» **SELECTED EXCERPT**:
-.-.-
With the holiday season upon us investors await guidance from the Federal Reserve as officials have suggested that continued improvements in economic data could lead to them scaling back the amount of their asset purchases. Estimates for a healthier economy show GDP growth for the US is expected to improve in 2014 to 2.5 and 3 percent and fare even better in 2015. The reduction in asset purchases could occur within the next few Fed meetings including as soon as the December 17th and 18th scheduled meetings. However this decision could be postponed as the January 15th deadline for temporary funding for government spending will be looming.
Deere (DE) reported this past week and provided an optimistic forecast for 2014 as certain segments of their business should offset the headwinds seen in agricultural machinery. Construction equipment sales are expected to grow 10% in 2014 due to continued improvement in the housing market and US economy, leading to the company forecasting to report record earnings once again. Earnings for 2013 were $9.09 per share, an increase of 19% from 2012.
Home Depot (HD) and Lowe’s Companies (LOW) also reported this week and echoed much of what Deere stated when it came to improving housing markets. Both companies were optimistic on their respective 2014 outlooks, as both companies shared the sentiment that 2014 will be a good year for the housing market, and furthermore for the home improvement industry. Lowe’s Chairman and CEO Robert Niblock stated, “The home improvement industry is poised for persisting growth in the fourth quarter and further acceleration in 2014.”
Expectations for consumers this holiday season are for Americans to spend less than in previous years. Even as retailers open doors earlier and earlier, consumers are very price sensitive and have become accustomed to expect significant discounts on popular items. With Thanksgiving so late this year, it’s no surprise stores are focused on getting buyers to come in as soon as possible. It will be interesting to see what impact the shortened holiday shopping season will have for the overall economy.
-.-.-
» **SUPPLIED INFORMATION**:
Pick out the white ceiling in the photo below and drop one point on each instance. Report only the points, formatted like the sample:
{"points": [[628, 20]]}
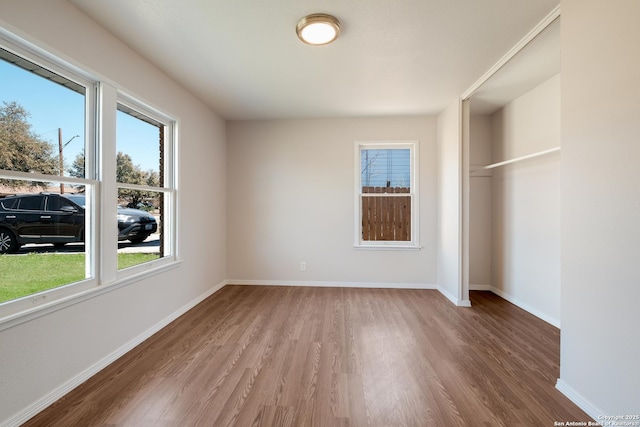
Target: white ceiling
{"points": [[393, 57]]}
-.-.-
» **EXERCISE INSTRUCTIONS**:
1. In the market update, why might the Fed's decision to cut back its asset purchases be put off?
2. What did Deere earn per share in 2013, according to the market update?

» **SOLUTIONS**:
1. The decision could be postponed because the January 15th deadline for temporary funding for government spending will be looming.

2. $9.09 per share, an increase of 19% from 2012.